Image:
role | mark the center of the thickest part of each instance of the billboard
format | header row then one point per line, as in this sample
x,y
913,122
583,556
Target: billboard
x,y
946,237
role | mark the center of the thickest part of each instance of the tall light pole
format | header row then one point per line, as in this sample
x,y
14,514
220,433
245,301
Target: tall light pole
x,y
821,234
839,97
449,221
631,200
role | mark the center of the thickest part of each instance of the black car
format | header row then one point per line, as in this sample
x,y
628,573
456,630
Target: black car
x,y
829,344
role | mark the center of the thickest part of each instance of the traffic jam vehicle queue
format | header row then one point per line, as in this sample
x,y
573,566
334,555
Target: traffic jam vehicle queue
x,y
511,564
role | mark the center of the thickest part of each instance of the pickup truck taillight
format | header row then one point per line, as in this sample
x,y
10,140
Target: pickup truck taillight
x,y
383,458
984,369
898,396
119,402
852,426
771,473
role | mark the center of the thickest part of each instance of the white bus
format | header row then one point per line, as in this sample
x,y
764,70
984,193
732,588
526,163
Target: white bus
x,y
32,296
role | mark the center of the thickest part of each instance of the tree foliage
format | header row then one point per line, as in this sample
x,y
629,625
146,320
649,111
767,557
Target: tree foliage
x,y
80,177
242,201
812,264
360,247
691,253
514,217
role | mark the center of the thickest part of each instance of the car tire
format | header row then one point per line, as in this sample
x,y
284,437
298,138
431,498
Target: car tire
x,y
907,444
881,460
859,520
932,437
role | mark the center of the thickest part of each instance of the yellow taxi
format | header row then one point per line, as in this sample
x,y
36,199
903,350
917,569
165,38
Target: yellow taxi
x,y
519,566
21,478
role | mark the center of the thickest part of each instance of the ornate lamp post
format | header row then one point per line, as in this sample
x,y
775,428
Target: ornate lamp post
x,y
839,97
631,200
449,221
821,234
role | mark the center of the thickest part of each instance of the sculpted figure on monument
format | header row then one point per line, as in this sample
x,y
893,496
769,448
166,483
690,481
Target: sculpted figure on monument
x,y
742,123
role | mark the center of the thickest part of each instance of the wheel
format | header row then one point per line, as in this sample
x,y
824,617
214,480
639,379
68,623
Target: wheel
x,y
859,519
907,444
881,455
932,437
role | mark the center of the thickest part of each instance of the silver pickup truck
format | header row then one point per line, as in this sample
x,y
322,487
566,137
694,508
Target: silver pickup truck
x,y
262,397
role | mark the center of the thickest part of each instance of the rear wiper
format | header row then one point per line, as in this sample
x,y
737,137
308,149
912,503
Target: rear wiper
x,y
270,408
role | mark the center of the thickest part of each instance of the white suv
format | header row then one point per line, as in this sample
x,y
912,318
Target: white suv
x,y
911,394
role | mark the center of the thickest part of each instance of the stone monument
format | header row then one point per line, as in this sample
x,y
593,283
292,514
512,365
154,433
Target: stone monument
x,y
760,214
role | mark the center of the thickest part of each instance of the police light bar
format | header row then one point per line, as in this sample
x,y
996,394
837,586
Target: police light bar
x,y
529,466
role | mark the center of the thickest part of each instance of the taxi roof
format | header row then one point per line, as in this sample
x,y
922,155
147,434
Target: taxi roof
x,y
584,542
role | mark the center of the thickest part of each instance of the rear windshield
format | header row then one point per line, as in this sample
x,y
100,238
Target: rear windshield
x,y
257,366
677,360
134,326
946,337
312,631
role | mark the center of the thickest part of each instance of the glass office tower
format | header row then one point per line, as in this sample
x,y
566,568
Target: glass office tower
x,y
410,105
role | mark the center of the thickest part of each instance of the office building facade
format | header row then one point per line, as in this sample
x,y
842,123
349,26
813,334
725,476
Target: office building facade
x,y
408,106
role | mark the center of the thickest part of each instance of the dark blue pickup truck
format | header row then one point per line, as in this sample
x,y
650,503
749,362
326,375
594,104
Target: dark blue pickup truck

══════════════════════════════

WHAT THE TASK REQUIRES: Which lines in the data above contain "blue"? Show each one.

ANSWER FOR THE TASK:
role | mark the center of the thickest part of each instance of the dark blue pickup truck
Target: dark blue pickup truck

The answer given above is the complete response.